» **TRECHO FORNECIDO**
· · · · ·

Segundo o pesquisador e especialista em psicologia da mentira,
Georg Frey, “mesmo com limitação da leitura dos micro
sinais faciais por conta do uso de máscaras ou por estar a
distância, é possível perceber indícios de que a pessoa está
tentando fazer com que algo não verdadeiro, uma mentira, seja
assimilado como sendo uma verdade. Para isto, é fundamental analisar
um conjunto de gestos e comportamentos”.
Entre as diversas possibilidades de comportamentos, gestos e ações
corporais a serem observados, Georg Frey destaca:
Pessoalmente ou em vídeo chamadas
Olhos - Observe se a pessoa está piscando
muito. Piscar rapidamente e com frequência maior que o normal é
forte indício de que a fisiologia dessa pessoa está alterada.

· · · · ·

» **DADOS EXIBIDOS**
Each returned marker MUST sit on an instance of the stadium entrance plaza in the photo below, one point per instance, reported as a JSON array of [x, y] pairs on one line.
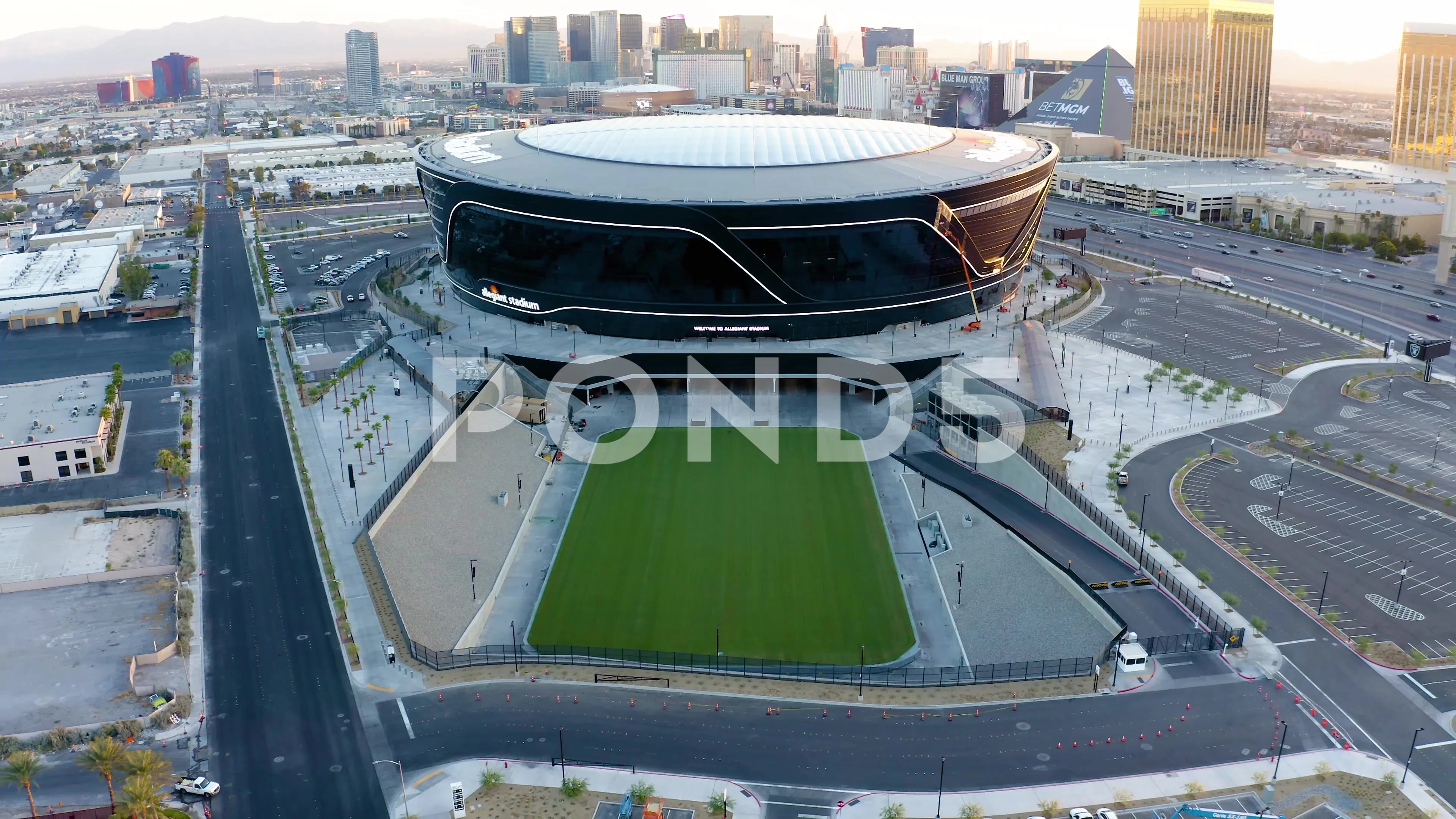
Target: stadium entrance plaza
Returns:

· · · · ·

» **OBJETIVO**
Retome o trecho sobre sinais de mentira e continue a partir da última frase. Os dados não têm nenhum papel aqui.

» **RESPOSTA**
Piscamos mais quando mentimos porque não conseguimos controlar o
nosso sistema nervoso autônomo (SNA). Quando nos sentimos em perigo,
com risco de sermos pegos e sofrermos algum tipo de punição ou
vergonha, nossa adrenalina dispara, aumentando a freqüência
cardíaca, dilatando as nossas pupilas. O piscar mais faz parte desse
conjunto de reações, inclusive como tentativa natural do corpo em
manter os olhos abertos por mais tempo, caso uma fuga imediata seja
necessária.
Mãos – Perceba os gestos feitos com as
mãos. Como o corpo fala o tempo todo, os movimentos das mãos podem
revelar esforços adicionais para que uma afirmação seja aceita. Um
indicativo de esforço extra para que acreditem em nossas mentiras
são o esfregar de mãos, o estalar e/ou apertar de dedos, um reflexo
de uma força a mais que se faz para conter a ansiedade causada pelo
ato de mentir.
Voz - Atenção se a pessoa gagueja em algum
momento. Tropeçar em alguma sílaba ou ter dificuldade na pronúncia
contínua e natural de uma palavra ou frase frequentemente pode ser
associado a um comportamento ansioso. Ansiedade resultado de um
cérebro que está trabalhando, freneticamente, na elaboração de
histórias que convençam e garantam algum reconhecimento,
privilégio, impunidade ou qualquer outro tipo de vantagem.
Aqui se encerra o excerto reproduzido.